[START OF PASSAGE PROVIDED]

A tasty one to try if ever in canberra is the wig & pen's mr natural, one of the best lights I've ever tried. I made a tasty one about a month ago that didn't last too long in the keg, see the NZ mild recipe here Came in at 1.036, finished at 1.014 with windsor dry yeast. 2.98% smelt amazing...


----------



## barls (29/7/08)

the coopers regency light wasnt too bad last time i had it.
other than that there are the 3 mid strengths previously mentioned


----------



## Mercs Own (29/7/08)

is a shandy considered a light beer?


----------



## dig (29/7/08)

I like Gage Roads Pils, Rogers and Mr Natural (which I believe is 50/50 vienna and munich). Gage Roads are making great beer these days; go out and get a fresh one if you haven't for a while.


----------



## dig (29/7/08)

Mind you, I hardly ever drink reduced EtOH beer as I just don't see the point. Would rather sip away at something big and tasty than hoover down biblical quantities of liquid.

[END OF PASSAGE PROVIDED]

**REQUIRED WORK:** In the light beer thread above, take the part that opens with the words "is a shandy" and closes with "for a while.", and write it out again, swapping "Gage Roads" for "Coopers" wherever it appears.

[START OF RAW RECORDS]

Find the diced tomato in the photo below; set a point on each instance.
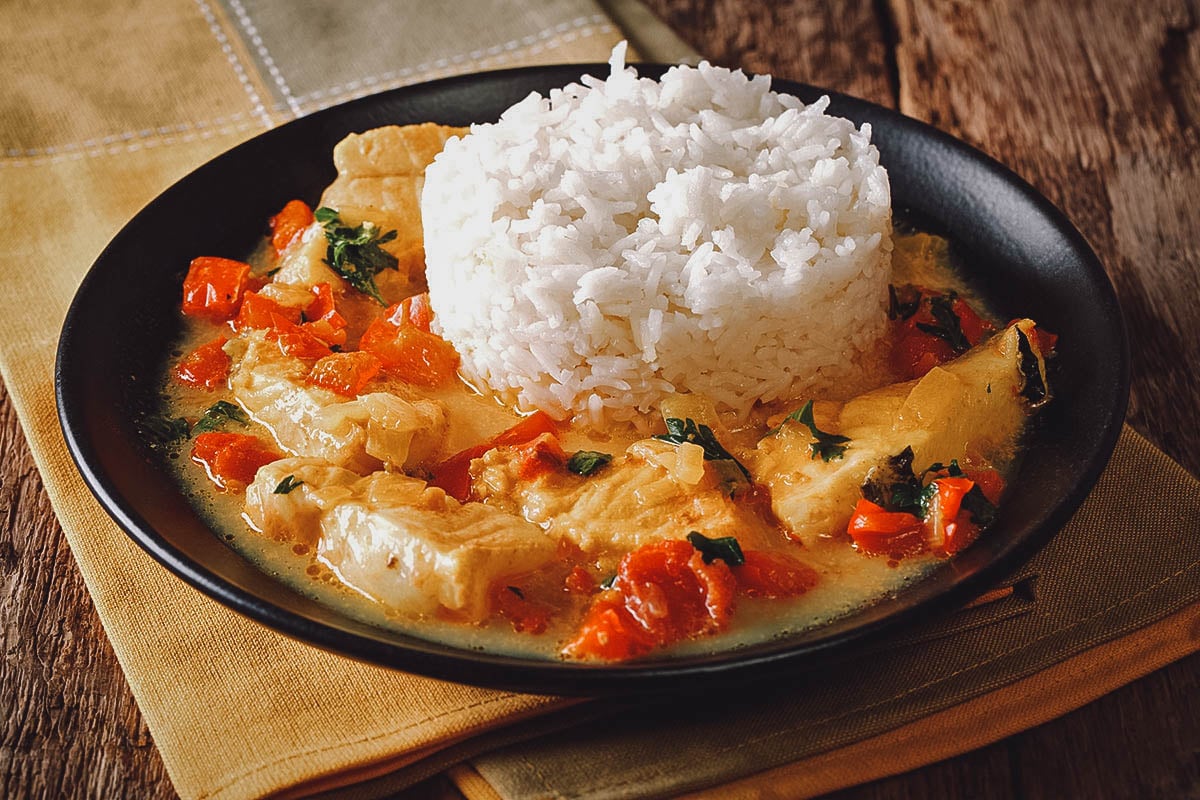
(287, 224)
(540, 456)
(610, 632)
(415, 311)
(258, 312)
(345, 373)
(973, 326)
(943, 511)
(205, 367)
(880, 531)
(411, 354)
(915, 353)
(959, 534)
(232, 458)
(989, 481)
(453, 475)
(666, 594)
(773, 575)
(323, 306)
(214, 287)
(526, 615)
(579, 581)
(295, 340)
(1044, 341)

[END OF RAW RECORDS]

**EXERCISE ANSWER:**
is a shandy considered a light beer?


----------



## dig (29/7/08)

I like Coopers Pils, Rogers and Mr Natural (which I believe is 50/50 vienna and munich). Coopers are making great beer these days; go out and get a fresh one if you haven't for a while.